[Begin Items]

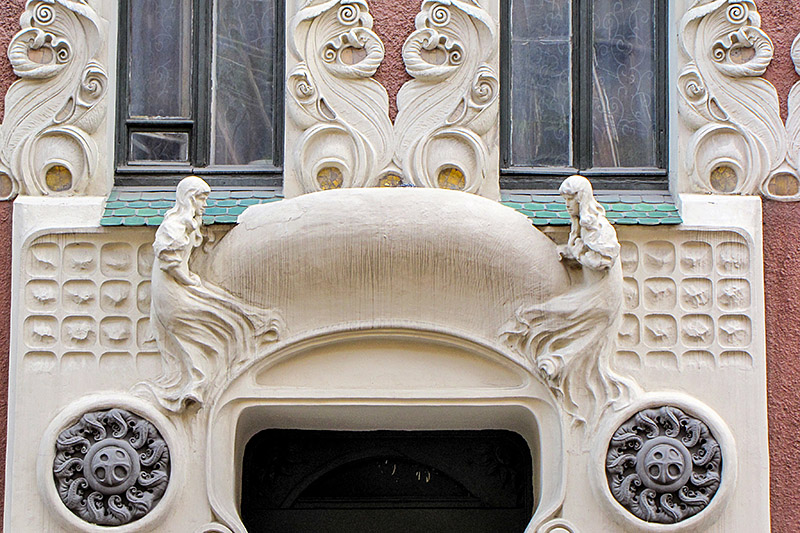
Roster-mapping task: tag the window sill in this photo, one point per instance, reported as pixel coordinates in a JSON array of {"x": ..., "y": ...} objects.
[{"x": 131, "y": 207}]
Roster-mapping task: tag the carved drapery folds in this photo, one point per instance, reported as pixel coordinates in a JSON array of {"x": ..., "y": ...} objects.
[
  {"x": 569, "y": 338},
  {"x": 205, "y": 334},
  {"x": 111, "y": 467},
  {"x": 447, "y": 115},
  {"x": 738, "y": 142},
  {"x": 46, "y": 145},
  {"x": 340, "y": 134}
]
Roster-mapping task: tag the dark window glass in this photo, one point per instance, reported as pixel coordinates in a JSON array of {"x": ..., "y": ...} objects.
[
  {"x": 585, "y": 92},
  {"x": 198, "y": 92}
]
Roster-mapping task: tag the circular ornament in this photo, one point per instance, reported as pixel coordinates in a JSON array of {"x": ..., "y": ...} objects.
[
  {"x": 111, "y": 467},
  {"x": 663, "y": 465}
]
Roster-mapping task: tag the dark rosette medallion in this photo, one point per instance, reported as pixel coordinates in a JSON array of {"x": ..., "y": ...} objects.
[
  {"x": 663, "y": 465},
  {"x": 111, "y": 467}
]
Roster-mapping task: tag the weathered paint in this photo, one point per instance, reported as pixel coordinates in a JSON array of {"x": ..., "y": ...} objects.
[{"x": 10, "y": 11}]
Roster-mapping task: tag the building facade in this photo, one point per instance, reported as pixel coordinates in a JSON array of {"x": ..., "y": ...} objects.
[{"x": 624, "y": 353}]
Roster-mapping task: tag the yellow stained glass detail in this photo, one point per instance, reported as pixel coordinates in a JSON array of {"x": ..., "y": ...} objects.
[
  {"x": 330, "y": 178},
  {"x": 452, "y": 178},
  {"x": 723, "y": 179},
  {"x": 58, "y": 178},
  {"x": 784, "y": 185}
]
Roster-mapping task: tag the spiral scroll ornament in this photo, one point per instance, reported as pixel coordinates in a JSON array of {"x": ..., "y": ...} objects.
[
  {"x": 663, "y": 465},
  {"x": 111, "y": 468}
]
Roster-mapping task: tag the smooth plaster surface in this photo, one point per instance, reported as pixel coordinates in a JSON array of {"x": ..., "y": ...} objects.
[
  {"x": 781, "y": 21},
  {"x": 393, "y": 21}
]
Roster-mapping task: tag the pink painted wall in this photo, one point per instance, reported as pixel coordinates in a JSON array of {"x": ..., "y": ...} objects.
[
  {"x": 394, "y": 20},
  {"x": 780, "y": 20},
  {"x": 9, "y": 25}
]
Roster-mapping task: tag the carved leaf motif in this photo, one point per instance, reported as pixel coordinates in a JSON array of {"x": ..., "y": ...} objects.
[
  {"x": 52, "y": 112},
  {"x": 738, "y": 138}
]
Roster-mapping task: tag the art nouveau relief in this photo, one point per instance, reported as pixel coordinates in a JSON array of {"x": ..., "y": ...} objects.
[
  {"x": 204, "y": 333},
  {"x": 737, "y": 142},
  {"x": 567, "y": 337},
  {"x": 46, "y": 141},
  {"x": 737, "y": 136},
  {"x": 340, "y": 134}
]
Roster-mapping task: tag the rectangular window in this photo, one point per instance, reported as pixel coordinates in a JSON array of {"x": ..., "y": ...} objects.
[
  {"x": 200, "y": 91},
  {"x": 585, "y": 91}
]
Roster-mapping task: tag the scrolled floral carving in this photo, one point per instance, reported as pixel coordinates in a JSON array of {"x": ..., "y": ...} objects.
[
  {"x": 737, "y": 142},
  {"x": 664, "y": 465},
  {"x": 46, "y": 144},
  {"x": 111, "y": 467},
  {"x": 568, "y": 339}
]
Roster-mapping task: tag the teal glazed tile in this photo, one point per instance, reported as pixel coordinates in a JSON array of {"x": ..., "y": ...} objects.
[{"x": 133, "y": 221}]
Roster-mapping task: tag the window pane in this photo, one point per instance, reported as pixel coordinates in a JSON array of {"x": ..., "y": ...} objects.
[
  {"x": 159, "y": 146},
  {"x": 541, "y": 66},
  {"x": 159, "y": 51},
  {"x": 623, "y": 122},
  {"x": 244, "y": 84}
]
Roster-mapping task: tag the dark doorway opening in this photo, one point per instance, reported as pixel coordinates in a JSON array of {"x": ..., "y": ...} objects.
[{"x": 300, "y": 481}]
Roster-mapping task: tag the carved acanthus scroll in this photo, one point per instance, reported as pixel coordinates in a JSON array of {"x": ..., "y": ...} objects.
[
  {"x": 341, "y": 113},
  {"x": 205, "y": 334},
  {"x": 46, "y": 145},
  {"x": 447, "y": 115},
  {"x": 340, "y": 134},
  {"x": 570, "y": 337}
]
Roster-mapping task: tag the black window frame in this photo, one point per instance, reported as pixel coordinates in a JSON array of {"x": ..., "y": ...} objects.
[
  {"x": 158, "y": 174},
  {"x": 603, "y": 178}
]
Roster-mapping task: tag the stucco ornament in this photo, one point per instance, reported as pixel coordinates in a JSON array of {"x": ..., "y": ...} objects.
[
  {"x": 446, "y": 124},
  {"x": 663, "y": 465},
  {"x": 204, "y": 333},
  {"x": 46, "y": 144},
  {"x": 341, "y": 112},
  {"x": 570, "y": 337},
  {"x": 111, "y": 467},
  {"x": 738, "y": 141}
]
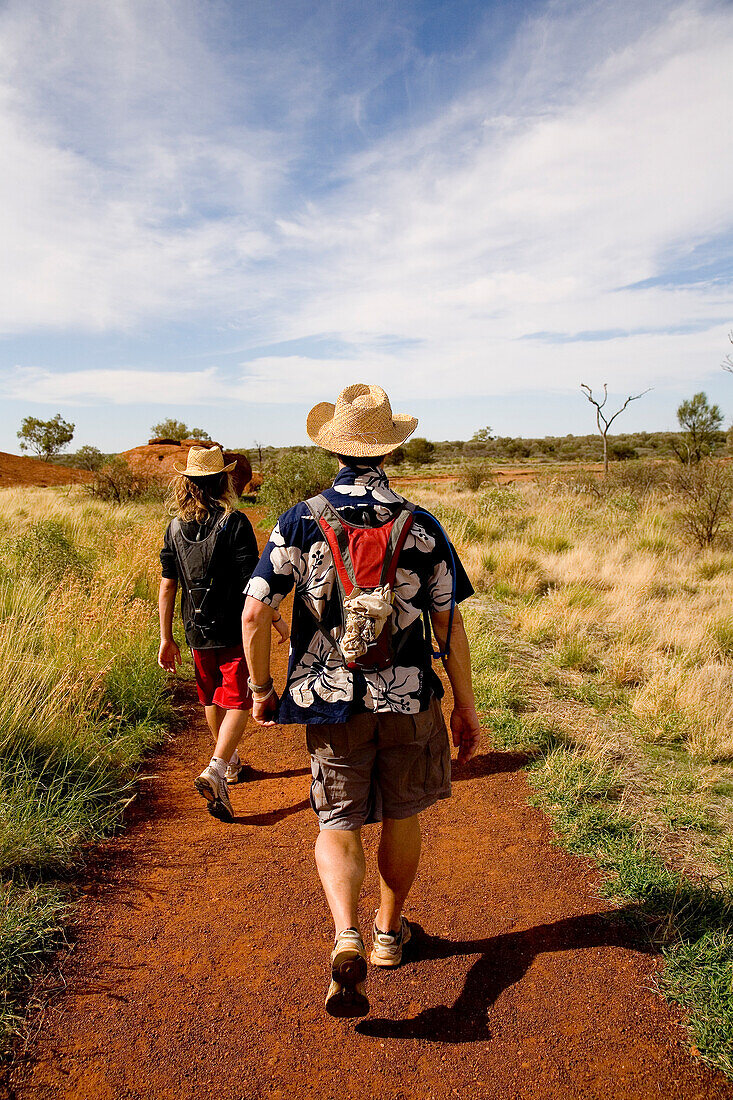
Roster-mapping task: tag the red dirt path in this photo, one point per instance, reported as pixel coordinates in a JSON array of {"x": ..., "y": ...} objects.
[{"x": 200, "y": 958}]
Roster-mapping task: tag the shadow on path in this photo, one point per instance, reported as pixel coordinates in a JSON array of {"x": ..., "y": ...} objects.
[
  {"x": 504, "y": 959},
  {"x": 272, "y": 816},
  {"x": 489, "y": 763}
]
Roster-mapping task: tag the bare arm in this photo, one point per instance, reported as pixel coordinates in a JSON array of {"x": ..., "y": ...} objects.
[
  {"x": 463, "y": 719},
  {"x": 256, "y": 623},
  {"x": 168, "y": 655}
]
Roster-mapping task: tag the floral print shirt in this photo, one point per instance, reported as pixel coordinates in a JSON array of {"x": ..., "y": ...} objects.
[{"x": 320, "y": 689}]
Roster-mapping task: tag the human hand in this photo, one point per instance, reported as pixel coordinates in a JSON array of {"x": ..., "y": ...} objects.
[
  {"x": 263, "y": 710},
  {"x": 467, "y": 732},
  {"x": 282, "y": 628},
  {"x": 168, "y": 656}
]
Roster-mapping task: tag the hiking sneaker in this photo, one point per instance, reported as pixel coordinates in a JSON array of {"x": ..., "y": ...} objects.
[
  {"x": 214, "y": 789},
  {"x": 239, "y": 772},
  {"x": 346, "y": 996},
  {"x": 386, "y": 949}
]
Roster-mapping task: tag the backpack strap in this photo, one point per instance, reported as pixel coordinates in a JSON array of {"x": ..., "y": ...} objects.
[
  {"x": 330, "y": 524},
  {"x": 396, "y": 541},
  {"x": 176, "y": 535}
]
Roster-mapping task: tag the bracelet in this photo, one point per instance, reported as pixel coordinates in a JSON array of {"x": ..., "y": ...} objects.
[
  {"x": 259, "y": 688},
  {"x": 263, "y": 699}
]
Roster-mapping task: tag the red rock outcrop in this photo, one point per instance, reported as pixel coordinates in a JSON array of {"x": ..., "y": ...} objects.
[{"x": 159, "y": 459}]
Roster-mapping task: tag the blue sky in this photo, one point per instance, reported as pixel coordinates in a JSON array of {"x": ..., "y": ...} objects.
[{"x": 228, "y": 211}]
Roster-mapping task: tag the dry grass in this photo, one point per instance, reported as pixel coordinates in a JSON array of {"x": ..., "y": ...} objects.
[{"x": 610, "y": 586}]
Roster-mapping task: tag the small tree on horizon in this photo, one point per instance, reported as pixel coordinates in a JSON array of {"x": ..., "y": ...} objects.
[
  {"x": 728, "y": 362},
  {"x": 601, "y": 419},
  {"x": 45, "y": 438},
  {"x": 699, "y": 420},
  {"x": 177, "y": 429}
]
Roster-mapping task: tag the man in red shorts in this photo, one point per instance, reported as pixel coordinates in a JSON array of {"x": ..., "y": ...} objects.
[{"x": 210, "y": 550}]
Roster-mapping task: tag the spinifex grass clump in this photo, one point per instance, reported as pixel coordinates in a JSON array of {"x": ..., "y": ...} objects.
[
  {"x": 81, "y": 699},
  {"x": 602, "y": 647}
]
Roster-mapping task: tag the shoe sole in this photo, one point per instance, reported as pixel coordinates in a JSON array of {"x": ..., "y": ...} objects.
[
  {"x": 392, "y": 961},
  {"x": 216, "y": 806},
  {"x": 243, "y": 776},
  {"x": 343, "y": 1000}
]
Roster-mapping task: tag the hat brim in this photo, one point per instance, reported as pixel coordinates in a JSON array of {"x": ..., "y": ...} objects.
[
  {"x": 204, "y": 473},
  {"x": 320, "y": 430}
]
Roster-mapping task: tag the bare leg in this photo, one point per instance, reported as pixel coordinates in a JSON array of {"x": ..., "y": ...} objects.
[
  {"x": 214, "y": 716},
  {"x": 232, "y": 726},
  {"x": 341, "y": 866},
  {"x": 397, "y": 858}
]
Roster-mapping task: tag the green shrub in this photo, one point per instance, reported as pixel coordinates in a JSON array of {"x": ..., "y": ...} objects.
[
  {"x": 472, "y": 475},
  {"x": 500, "y": 502},
  {"x": 45, "y": 551}
]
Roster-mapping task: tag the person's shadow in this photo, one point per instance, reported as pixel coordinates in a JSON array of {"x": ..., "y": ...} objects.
[{"x": 503, "y": 960}]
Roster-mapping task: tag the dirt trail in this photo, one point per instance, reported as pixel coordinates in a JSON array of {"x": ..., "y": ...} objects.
[{"x": 200, "y": 958}]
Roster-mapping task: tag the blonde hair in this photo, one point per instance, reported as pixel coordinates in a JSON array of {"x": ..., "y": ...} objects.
[{"x": 194, "y": 498}]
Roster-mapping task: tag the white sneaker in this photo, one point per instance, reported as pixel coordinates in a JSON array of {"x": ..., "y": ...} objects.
[
  {"x": 212, "y": 787},
  {"x": 386, "y": 946},
  {"x": 239, "y": 772}
]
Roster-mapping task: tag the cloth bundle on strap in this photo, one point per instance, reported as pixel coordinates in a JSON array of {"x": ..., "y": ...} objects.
[{"x": 365, "y": 614}]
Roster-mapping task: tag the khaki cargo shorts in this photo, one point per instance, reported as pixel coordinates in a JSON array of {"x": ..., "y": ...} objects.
[{"x": 378, "y": 766}]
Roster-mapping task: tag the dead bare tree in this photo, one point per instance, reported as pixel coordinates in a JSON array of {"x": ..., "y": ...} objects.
[
  {"x": 601, "y": 419},
  {"x": 728, "y": 362}
]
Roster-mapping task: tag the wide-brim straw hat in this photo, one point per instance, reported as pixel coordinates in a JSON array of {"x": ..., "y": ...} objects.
[
  {"x": 205, "y": 462},
  {"x": 360, "y": 425}
]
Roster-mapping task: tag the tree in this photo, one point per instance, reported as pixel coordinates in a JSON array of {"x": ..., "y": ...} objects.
[
  {"x": 178, "y": 430},
  {"x": 601, "y": 419},
  {"x": 728, "y": 362},
  {"x": 699, "y": 421},
  {"x": 418, "y": 451},
  {"x": 45, "y": 438}
]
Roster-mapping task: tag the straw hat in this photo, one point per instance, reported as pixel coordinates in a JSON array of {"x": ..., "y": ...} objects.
[
  {"x": 360, "y": 425},
  {"x": 204, "y": 461}
]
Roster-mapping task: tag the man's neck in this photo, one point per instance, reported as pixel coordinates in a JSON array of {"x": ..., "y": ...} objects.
[{"x": 362, "y": 462}]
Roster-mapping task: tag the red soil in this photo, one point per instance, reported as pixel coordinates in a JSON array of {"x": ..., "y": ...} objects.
[
  {"x": 18, "y": 470},
  {"x": 200, "y": 957},
  {"x": 159, "y": 461}
]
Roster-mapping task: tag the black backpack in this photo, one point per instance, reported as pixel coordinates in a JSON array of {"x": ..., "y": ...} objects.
[{"x": 206, "y": 602}]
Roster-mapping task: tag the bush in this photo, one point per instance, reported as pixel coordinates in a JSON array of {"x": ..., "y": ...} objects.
[
  {"x": 706, "y": 491},
  {"x": 500, "y": 502},
  {"x": 44, "y": 551},
  {"x": 472, "y": 475},
  {"x": 295, "y": 477}
]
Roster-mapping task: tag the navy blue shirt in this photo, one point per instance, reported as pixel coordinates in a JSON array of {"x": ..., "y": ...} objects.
[{"x": 320, "y": 689}]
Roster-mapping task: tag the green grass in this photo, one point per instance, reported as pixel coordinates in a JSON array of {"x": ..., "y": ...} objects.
[
  {"x": 688, "y": 921},
  {"x": 83, "y": 702}
]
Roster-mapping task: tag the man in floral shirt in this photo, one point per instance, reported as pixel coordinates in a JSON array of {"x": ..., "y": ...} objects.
[{"x": 378, "y": 740}]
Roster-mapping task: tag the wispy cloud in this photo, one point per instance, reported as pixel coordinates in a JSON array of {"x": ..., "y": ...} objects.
[{"x": 557, "y": 188}]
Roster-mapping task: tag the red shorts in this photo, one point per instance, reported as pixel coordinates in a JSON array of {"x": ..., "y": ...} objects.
[{"x": 221, "y": 677}]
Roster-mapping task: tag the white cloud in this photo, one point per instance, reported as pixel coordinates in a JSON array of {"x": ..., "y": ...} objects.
[{"x": 597, "y": 150}]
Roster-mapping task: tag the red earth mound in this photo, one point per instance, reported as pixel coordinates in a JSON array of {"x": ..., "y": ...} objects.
[
  {"x": 159, "y": 460},
  {"x": 18, "y": 470}
]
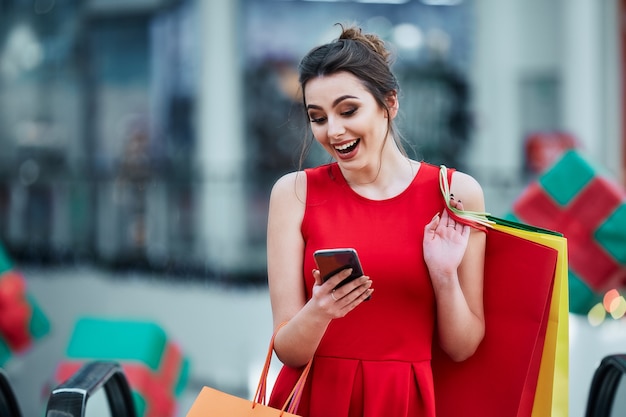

[End Items]

## Task directions
Return every line of the material above that contains the string "shadow", matching case exactly.

## Exercise response
Roster-mapping task: tag the shadow on path in this photo, one point per instance, reported as pixel coordinates in a JSON array of {"x": ..., "y": ...} objects.
Roster-mapping task: tag the person's shadow in this photo, one point per instance, reported as pixel coordinates in a JSON array of {"x": ..., "y": ...} objects.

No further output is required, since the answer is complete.